-------- Page excerpt

The Oilcode represents a compromise on behalf of most industry participants and I note that there are still a few interests, representing some of the independent operators, and some of the small businesses in the industry, who remain concerned that the Oilcode does not prevent either below-cost selling or the provision of discounts to large volume customers in the wholesale market.
The Government does not seek to hinder discounting or other initiatives, such as shopper dockets, which have the potential to reduce the cost of fuel for Australians. Indeed, the introduction of such measures would hinder the competitive nature of the market and be contrary to the Government’s competition policy objectives.
Through the Oilcode, the Government will institute a more effective regulatory regime to allow all industry participants to respond and adapt to changing conditions in the retail petroleum market without distorting or reducing levels of competition.
Consistent with this intent and to prevent market uncertainty and potential breaches of the Sites Act while this bill is under consideration of the Parliament, I will shortly table an amendment to the Petroleum Retail Marketing Sites Regulations 1981. This amendment will suspend the oil majors’ reporting and compliance obligations under the Sites Act. It will not affect commercial arrangements under the Franchise Act in any way.
The bill I introduce into the Senate today is the first step in long awaited reform in the retail petroleum industry. Coupled with the subsequent introduction of the Oilcode under the Trade Practices Act, it will allow all businesses in this industry greater flexibility when selecting the business structure for individual service stations. It will provide greater coverage of standard contractual terms and conditions for fuel re-selling agreements where there is a substantial degree of interdependency between the retailer and the wholesale fuel supplier.
The Oilcode will provide greater transparency and consistency for all market participants and consumers in terminal gate pricing arrangements. It will provide all industry participants with access to a low-cost alternative dispute resolution service.

----------------
-------- Information given

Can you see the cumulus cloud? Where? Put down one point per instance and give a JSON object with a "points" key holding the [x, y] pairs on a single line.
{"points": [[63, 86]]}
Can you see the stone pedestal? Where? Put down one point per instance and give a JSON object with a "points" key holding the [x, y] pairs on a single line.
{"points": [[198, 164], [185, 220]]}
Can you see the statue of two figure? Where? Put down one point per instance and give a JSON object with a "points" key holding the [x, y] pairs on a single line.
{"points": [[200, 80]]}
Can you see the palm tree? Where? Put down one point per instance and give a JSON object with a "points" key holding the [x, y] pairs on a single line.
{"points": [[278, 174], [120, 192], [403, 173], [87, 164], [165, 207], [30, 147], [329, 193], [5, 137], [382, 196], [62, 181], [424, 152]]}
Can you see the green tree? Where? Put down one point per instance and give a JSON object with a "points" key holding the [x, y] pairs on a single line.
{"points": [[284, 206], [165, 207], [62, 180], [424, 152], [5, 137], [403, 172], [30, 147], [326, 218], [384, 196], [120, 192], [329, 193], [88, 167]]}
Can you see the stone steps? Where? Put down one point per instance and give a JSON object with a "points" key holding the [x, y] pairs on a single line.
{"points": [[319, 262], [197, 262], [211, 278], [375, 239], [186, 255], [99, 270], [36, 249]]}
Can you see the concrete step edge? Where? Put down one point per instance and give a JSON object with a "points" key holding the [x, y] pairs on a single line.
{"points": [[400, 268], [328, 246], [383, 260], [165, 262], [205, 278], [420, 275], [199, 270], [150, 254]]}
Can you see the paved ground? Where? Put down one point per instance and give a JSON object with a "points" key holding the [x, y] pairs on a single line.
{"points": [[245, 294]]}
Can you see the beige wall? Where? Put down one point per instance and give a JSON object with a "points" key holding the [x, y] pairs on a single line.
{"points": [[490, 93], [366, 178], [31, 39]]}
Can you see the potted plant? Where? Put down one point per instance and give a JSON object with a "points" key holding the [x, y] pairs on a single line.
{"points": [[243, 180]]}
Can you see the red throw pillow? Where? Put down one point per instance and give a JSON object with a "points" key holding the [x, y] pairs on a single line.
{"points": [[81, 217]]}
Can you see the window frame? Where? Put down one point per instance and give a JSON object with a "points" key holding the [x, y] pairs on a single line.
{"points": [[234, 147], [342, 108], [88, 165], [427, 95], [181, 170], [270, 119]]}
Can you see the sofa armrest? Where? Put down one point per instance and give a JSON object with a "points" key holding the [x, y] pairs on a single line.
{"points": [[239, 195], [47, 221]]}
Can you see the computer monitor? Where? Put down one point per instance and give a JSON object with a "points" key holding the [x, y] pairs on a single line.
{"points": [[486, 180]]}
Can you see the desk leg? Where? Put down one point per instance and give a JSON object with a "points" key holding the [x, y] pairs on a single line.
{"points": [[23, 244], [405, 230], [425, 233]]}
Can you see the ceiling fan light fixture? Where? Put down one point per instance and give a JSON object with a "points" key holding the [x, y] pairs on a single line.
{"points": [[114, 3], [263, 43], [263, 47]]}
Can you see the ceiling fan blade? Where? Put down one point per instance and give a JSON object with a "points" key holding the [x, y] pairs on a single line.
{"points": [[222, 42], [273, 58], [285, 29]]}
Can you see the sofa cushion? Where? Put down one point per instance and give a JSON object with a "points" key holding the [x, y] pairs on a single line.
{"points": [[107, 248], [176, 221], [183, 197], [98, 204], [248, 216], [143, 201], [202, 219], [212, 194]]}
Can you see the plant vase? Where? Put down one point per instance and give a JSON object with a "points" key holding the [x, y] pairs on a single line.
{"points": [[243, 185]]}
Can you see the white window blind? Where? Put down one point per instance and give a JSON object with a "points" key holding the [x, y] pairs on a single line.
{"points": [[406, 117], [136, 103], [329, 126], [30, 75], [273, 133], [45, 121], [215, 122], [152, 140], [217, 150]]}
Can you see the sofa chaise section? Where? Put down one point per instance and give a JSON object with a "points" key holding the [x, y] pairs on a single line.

----------------

▸ **Problems**
**a.** Translate this sentence from the Oilcode excerpt into Spanish: "The Oilcode will provide greater transparency and consistency for all market participants and consumers in terminal gate pricing arrangements."
**b.** Write the next part of the Oilcode excerpt, picking up after its final sentence.

▸ **Results for each task**
**a.** El Oilcode proporcionará mayor transparencia y coherencia a todos los participantes del mercado y a los consumidores en los mecanismos de fijación de precios en la puerta de la terminal.

**b.**
Above all, the Oilcode will increase competition in the retail petroleum industry by removing the constraints the current legislation places on the oil majors and instituting a more effective regulatory framework for this industry.
The Downstream Petroleum Reform Package represents a significant improvement in the operating environment of the retail petroleum industry and I commend this bill to the Senate.
TAX LAWS AMENDMENT (REPEAL OF INOPERATIVE PROVISIONS) BILL 2006
In 2003, in accordance with the government’s aim of reducing complexity in tax laws, the Board of Taxation commenced a project to identify inoperative provisions and to repeal those parts of the taxation law which were no longer required. In October last year the Board of Taxation reported that it had identified about 2,100 pages of inoperative provisions in the income tax law and recommended that they be repealed. In November last year the Treasurer accepted the recommendation of the Board of Taxation.
In April of this year, the Treasurer released a draft of the present Bill for public comment. On 22 June 2006, after consulting in relation to the proposed Bill, a revised version of the bill was introduced.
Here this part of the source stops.